Nonostante i timori della pandemia, conserva uno spirito positivo e ha la battuta facile: «Dio non mi vuole perché ha troppe cose da fare ultimamente!».

Un passo indietro.
Ho conosciuto Franco nell’autunno scorso, un buongiorno reciproco ha portato altre chiacchiere. Mi raccontò in breve una vicenda divertente del quartiere. Nell’arco di qualche mese lo rividi per caso altre volte, sempre nel suo giardino condominiale vicino alla strada dove passavo camminando, e un giorno gli dissi di darmi il suo numero di telefono che se avessi avuto notizie lo avrei avvisato (si parlava di norme comunali per i rifiuti).
Iniziò il lockdown e dopo qualche tempo mi venne in mente Franco. Perciò lo chiamai. Non aveva più la solita ironia, lo sentivo molto preoccupato. La telefonata durò pochi minuti, un breve confronto su quanto stava accadendo. Il giorno dopo mi venne in mente che forse aveva bisogno di qualcosa e che alla sua età era preferibile stare in casa invece che uscire.

Ricordo che poche ore dopo ho compilato un’autocertificazione, ho messo guanti, mascherina e sono andato al supermercato con la lista. È diventata un’abitudine, ogni settimana gli facevo la spesa. Mi sembrava un piccolo gesto di cortesia per un anziano solo, anche perché per l’età e con alcuni farmaci da prendere ogni giorno rappresentava un soggetto ad alto rischio per il covid-19.
«Buongiorno, eccomi, fra cinque minuti sono lì e le metto le borse della spesa davanti alla porta, va bene?»
«Grazie Morgan, quanto hai speso?»
«39 euro»
«Ti metto come l’altra volta una busta con i soldi sotto il tappeto, grazie ancora». Funzionava così: prima di arrivare gli telefonavo per comunicare il conto della spesa, citofonavo, poi mettevo tutto davanti alla porta, sotto il tappeto trovavo la busta con la somma esatta, bussavo e me ne andavo. Preferivamo non avere vicinanza fisica. Da fuori aspettavo che arrivasse alla finestra, da dove mi salutava.

__DOMANDE DI STUDIO__:
#1 Stabilisca se le affermazioni (a), (b) e (c) concordano con il racconto su Franco, rispondendo sì o no e citando alla lettera le parole decisive del racconto. (a) La conoscenza con Franco risale alla primavera. (b) Il denaro per la spesa veniva lasciato sotto il tappeto. (c) Nella prima telefonata durante il lockdown Franco mostrava la consueta ironia.
#2 Prosegua il racconto su Franco a partire dall'ultima frase riportata.
Per svolgere le consegne non occorre consultare l'elenco.

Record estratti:
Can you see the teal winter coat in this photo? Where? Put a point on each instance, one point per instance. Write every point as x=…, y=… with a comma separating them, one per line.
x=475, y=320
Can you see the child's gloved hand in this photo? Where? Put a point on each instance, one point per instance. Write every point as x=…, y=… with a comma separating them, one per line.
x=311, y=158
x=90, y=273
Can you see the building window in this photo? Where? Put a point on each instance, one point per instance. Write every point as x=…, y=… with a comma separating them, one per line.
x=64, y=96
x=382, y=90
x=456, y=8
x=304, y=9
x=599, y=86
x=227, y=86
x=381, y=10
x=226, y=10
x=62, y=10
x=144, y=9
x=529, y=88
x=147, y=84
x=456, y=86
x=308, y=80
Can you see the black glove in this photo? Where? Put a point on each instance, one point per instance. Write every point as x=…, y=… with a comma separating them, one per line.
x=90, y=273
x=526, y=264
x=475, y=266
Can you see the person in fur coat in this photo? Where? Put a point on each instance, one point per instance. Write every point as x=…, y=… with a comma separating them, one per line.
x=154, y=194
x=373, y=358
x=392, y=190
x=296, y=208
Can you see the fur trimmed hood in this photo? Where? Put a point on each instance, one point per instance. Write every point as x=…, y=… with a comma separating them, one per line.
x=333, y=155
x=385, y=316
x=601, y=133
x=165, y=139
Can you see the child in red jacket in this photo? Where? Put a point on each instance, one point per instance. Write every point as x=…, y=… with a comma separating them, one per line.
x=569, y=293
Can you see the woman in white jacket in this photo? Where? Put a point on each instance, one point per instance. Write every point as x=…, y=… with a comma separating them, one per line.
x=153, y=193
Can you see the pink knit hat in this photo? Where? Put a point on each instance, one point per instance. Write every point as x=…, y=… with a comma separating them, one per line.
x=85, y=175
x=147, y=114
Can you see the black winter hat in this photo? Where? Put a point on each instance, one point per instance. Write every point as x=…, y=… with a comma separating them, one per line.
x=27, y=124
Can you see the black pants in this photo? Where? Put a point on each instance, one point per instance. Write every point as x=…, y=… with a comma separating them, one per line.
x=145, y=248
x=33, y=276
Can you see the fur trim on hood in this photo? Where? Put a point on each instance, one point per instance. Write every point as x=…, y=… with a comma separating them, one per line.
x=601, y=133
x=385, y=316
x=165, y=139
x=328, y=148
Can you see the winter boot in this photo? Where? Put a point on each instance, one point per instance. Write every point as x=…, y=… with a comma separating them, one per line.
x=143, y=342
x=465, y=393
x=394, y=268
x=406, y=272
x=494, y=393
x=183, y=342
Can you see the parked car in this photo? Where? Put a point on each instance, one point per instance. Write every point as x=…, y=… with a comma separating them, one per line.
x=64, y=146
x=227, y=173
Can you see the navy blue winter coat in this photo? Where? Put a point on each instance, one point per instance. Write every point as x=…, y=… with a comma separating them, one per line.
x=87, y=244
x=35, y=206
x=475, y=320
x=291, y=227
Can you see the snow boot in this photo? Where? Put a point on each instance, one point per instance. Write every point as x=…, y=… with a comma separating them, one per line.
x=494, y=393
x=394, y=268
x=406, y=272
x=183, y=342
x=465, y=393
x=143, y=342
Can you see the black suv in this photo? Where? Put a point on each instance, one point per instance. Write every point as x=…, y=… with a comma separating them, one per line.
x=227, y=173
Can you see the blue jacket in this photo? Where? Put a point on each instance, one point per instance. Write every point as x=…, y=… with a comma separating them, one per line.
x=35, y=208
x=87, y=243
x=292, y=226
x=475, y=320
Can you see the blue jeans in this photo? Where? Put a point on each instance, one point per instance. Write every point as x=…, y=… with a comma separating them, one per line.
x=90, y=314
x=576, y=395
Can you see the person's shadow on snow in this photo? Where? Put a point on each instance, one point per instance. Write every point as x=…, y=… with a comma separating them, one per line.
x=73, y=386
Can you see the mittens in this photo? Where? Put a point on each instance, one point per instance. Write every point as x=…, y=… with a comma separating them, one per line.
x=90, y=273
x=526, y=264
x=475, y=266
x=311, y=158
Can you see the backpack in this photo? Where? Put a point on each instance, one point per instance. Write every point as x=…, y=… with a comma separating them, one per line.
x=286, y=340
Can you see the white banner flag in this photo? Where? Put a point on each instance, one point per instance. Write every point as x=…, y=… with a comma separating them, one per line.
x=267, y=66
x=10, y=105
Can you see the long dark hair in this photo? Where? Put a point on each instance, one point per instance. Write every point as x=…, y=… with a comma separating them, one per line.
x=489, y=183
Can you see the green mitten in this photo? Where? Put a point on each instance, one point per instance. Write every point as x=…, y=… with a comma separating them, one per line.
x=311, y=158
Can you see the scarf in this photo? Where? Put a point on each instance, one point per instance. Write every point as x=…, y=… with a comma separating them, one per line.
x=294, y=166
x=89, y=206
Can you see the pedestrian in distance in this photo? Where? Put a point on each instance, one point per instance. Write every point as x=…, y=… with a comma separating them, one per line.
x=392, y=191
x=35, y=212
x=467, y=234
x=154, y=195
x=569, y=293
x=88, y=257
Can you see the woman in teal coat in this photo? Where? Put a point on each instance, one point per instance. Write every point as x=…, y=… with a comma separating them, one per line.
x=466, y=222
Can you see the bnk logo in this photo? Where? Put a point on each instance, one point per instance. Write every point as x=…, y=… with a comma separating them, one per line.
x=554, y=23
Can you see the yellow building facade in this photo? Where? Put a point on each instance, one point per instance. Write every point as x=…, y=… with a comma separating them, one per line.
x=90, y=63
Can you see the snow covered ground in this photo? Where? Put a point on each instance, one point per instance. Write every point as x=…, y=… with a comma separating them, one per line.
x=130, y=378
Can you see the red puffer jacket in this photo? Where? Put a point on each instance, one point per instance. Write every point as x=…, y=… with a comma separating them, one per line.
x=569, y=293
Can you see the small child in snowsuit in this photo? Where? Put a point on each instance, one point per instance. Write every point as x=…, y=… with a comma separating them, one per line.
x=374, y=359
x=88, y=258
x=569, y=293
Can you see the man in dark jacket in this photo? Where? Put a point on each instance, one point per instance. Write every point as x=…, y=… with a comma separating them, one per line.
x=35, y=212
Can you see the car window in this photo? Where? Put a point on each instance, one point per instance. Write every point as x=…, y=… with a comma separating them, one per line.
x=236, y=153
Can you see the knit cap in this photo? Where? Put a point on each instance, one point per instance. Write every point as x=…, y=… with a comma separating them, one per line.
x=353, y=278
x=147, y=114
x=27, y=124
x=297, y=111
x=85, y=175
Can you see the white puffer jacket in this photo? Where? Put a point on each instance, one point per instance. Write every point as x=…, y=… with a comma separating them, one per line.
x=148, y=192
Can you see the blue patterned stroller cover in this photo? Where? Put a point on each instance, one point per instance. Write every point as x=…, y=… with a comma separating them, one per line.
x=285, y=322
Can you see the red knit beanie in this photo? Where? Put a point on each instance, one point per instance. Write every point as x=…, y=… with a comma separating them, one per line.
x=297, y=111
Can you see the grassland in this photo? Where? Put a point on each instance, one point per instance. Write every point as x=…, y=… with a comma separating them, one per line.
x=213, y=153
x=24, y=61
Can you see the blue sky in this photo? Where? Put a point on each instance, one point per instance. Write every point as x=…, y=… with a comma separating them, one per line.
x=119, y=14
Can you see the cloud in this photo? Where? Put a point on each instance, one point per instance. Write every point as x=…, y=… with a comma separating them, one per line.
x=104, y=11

__RISPOSTE ALLE CONSEGNE__:
#1
(a) No: «Ho conosciuto Franco nell’autunno scorso».
(b) Sì: «sotto il tappeto trovavo la busta con la somma esatta».
(c) No: «Non aveva più la solita ironia».

#2
Una volta si era sbagliato con i soldi, mettendo venti euro in più. Lo richiamai per dirglielo e replicò: «Lo so, ma sono contento così, tu comprati un libro, è il mio modo di sdebitarmi». Non insistetti, capii che voleva davvero poter ricambiare in qualche modo.

Nel salotto di casa sua mi racconta che non ha affatto paura della morte. Ci ha pensato più volte da quando ha cominciato a uscire, anche per fare la spesa. Manifesta con le parole un certo fatalismo e mi parla della serena accettazione che il destino deciderà, nel frattempo lui impegna il tempo con piccole cose: dalla lettura ai programmi in televisione, dalla cura del suo orticello alla passeggiata quotidiana.
«Perché dovrei preoccuparmi troppo di qualcosa che non posso controllare in alcun modo?»
«Sì, Franco, hai ragione… Ti immagini qualcosa nell’aldilà?»
«Assolutamente sì, non vorrai che sia tutto qui, vero? Mi spiace per gli atei, non sanno cosa si perdono, è molto più bello credere che potrò rivedere mia moglie e mio figlio.»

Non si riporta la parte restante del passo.